┌──

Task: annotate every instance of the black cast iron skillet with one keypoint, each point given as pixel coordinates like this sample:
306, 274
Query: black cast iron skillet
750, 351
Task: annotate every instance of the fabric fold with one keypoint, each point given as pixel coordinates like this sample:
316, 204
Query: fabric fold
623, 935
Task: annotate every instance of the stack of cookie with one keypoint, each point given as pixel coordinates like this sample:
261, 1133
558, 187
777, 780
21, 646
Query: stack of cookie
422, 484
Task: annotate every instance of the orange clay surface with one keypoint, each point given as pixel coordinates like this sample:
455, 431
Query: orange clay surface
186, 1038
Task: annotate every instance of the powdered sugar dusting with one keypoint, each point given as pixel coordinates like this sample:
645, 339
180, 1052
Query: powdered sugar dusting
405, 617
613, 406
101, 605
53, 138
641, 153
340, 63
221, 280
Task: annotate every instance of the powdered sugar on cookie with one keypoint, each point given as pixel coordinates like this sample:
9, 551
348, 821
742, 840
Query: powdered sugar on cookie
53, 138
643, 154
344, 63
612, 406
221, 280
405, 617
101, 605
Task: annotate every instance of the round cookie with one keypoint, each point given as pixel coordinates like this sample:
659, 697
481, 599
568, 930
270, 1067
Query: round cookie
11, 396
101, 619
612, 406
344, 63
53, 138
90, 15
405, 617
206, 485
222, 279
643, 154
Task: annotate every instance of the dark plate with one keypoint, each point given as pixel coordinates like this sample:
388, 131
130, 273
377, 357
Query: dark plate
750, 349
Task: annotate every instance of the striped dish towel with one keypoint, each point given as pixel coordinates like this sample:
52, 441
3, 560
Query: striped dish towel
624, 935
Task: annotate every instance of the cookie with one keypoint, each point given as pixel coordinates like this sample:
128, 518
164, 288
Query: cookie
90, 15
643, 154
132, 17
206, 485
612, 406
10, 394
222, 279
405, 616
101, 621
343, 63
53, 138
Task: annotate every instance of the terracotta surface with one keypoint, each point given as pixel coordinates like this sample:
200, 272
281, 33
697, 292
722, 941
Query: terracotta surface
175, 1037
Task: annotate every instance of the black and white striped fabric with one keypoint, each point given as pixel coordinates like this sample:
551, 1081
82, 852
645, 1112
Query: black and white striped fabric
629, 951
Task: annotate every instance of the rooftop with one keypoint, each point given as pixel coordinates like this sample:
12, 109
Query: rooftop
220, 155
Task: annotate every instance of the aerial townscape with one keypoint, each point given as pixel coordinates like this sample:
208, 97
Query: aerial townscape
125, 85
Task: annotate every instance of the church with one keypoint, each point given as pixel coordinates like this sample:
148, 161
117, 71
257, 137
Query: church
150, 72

└──

[WHAT TO PRODUCE]:
Transcribe all of the data so that each line matches the source exactly.

[RESPONSE BELOW]:
Task: annotate every instance of the black cast iron skillet with one keypoint, each point given as pixel coordinates like this sample:
306, 274
Query: black cast iron skillet
750, 351
Task: annotate every instance of the fabric fold with one keypoint, each point given as pixel coordinates like this sample:
316, 204
Query: fabric fold
623, 935
Task: annotate every instance of the stack of cookie with one keypoint, each point given as pixel coordinates like this sample:
261, 1133
558, 187
777, 780
21, 646
Query: stack of cookie
422, 484
Task: annotate every instance of the orange clay surface with one keypoint, each point given as pixel coordinates like this sample:
455, 431
Query: orange clay surface
186, 1038
Task: annotate every instance of the powdered sugar dusting with one keypoint, each point given as pixel coordinates like this sample:
645, 339
180, 1052
Query: powdered sugar dusting
405, 617
613, 406
101, 605
53, 138
641, 153
340, 63
221, 280
Task: annotate every instance of the powdered sugar on cookie with one keypoint, each point given as pixel coordinates like this sample:
9, 551
348, 821
742, 840
Query: powdered sugar on cookie
53, 138
643, 154
344, 63
612, 406
221, 280
405, 617
101, 605
Task: annotate every instance of the round cookie with one keypoint, each point given as pixel coordinates like this sample:
659, 697
481, 599
568, 930
270, 1067
Query: round cookie
11, 396
101, 619
612, 406
344, 63
53, 138
90, 15
405, 617
206, 485
222, 279
643, 154
Task: annotate every instance of the dark plate with one keypoint, each point given as pixel coordinates like this sample:
388, 131
130, 273
377, 357
Query: dark plate
750, 349
Task: annotate every instance of the striped dish towel with one keypoint, each point given as pixel coordinates like this sample:
52, 441
3, 560
Query: striped dish towel
624, 935
Task: annotate every instance of the cookie with one keypoint, each point given as pixel coordinates like this sample:
128, 518
164, 288
Query: cookie
90, 15
643, 154
132, 17
206, 485
612, 406
10, 394
222, 279
405, 616
101, 621
343, 63
53, 138
Task: annotate every instance of the terracotta surface with one keypoint, each point given as pixel coordinates like this sample:
200, 272
281, 33
697, 292
722, 941
Query: terracotta surface
175, 1037
Task: annotate every instance of the black and white striped fabric with one keypoint, each point given as pixel coordinates like this sample:
551, 1081
82, 852
645, 1112
Query: black and white striped fabric
629, 951
Task: annotate every instance of the rooftop with one keypoint, each point given as pixel coordinates like this sample:
12, 109
Query: rooftop
220, 155
Task: annotate every instance of the aerial townscape with one keypoint, each point given as pixel coordinates like this sample:
208, 97
Query: aerial townscape
125, 85
Task: annotate every instance of the church with one keypoint, each point given as pixel coordinates like this sample:
148, 161
117, 71
257, 137
Query: church
150, 72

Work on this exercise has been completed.